◆ EXTRACT
**********

When I look around I see I am not alone. In these cities, we have perfected the art of staying busy. Time is money, and there is so much to be done. Not a minute to rest, go do things, lots of them, it helps you grow in your career, it helps you stay ahead of the Jones, and buy yourself all those wonderful things you desire. If you have one house, you need to start planning to buy the next. If you have one car, you need to think of the model you want next. If you had dinner at this restaurant, hey there is a new one on the other side of town, have you tried that yet? You went on a holiday close to home, have to tried an international one yet?
Yes, the goal posts keep moving, and they are very much external, things that you can take pictures of and post on Facebook and Pinterest. And then one day it all collapses, like a pack of cards. But didn’t you feel this pain before? Didn’t you find something wrong? Didn’t you hear the creak? Of course I did, we all do, only not loud enough. Only that we did not stop to take it in. Only that we did not believe its affects. We were rushing to that meeting, to that party, for that flight, for a dinner.
We are so busy we don’t have the time to listen to ourselves, we don’t have the time to talk to ourselves, to understand ourselves, to stop and say, “yes, complete that sentence”. “yes, lets talk now”. “yes, this is me time”. We are so used to relating to the external, the internal has become alien. We don’t know how to treat ourselves, what it means to be good to oneself, and by that I don’t mean, buying oneself jewelry or getting a pedicure. If you really dwell on it, you will note, we are the most neglected person. We are the most lonely person. We are the most friendless person. We don’t know how to socialize with ourselves.
So what is it that this lonely, sad, neglected person takes out into the world? What is it that you share, but what you have. Without the mask please. Is it a wonder that society around us has shaped out the way it has? That we have shaped it the way it is?
How often do we go out for a long quite walk, how often do we sit down and meditate, how often do we just stay by ourselves for ourselves sake. Ah, don’t those things seem what older folks do? Perhaps they have gone full circle and after fighting themselves have now settled into a comfortable coexistence. Do we also have to advance in age before we get there? Before we learn about ourselves and accept ourselves the way we are. No fluff, no make-up, now external recognition’s and degrees, just us, just the skin, the flesh, staring back, the real me, without the fancy veneer that we have worked so hard to build about ourselves.

**********

◆ INFORMATION SUPPLIED
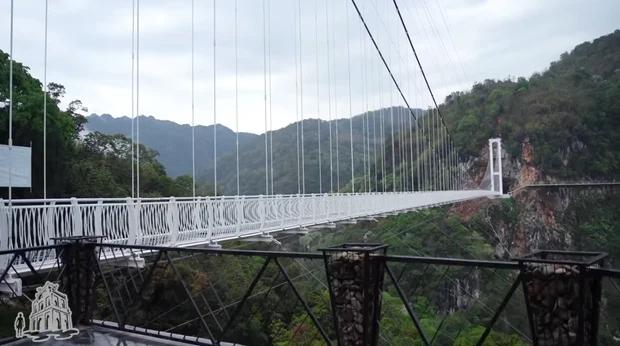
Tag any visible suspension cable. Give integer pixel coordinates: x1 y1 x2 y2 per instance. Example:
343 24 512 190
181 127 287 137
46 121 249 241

**********

◆ WHAT IS REQUIRED
From the essay on busy city life, write out everything from "When I look" down to "international one yet?", word for word.

◆ COMPLETE ANSWER
When I look around I see I am not alone. In these cities, we have perfected the art of staying busy. Time is money, and there is so much to be done. Not a minute to rest, go do things, lots of them, it helps you grow in your career, it helps you stay ahead of the Jones, and buy yourself all those wonderful things you desire. If you have one house, you need to start planning to buy the next. If you have one car, you need to think of the model you want next. If you had dinner at this restaurant, hey there is a new one on the other side of town, have you tried that yet? You went on a holiday close to home, have to tried an international one yet?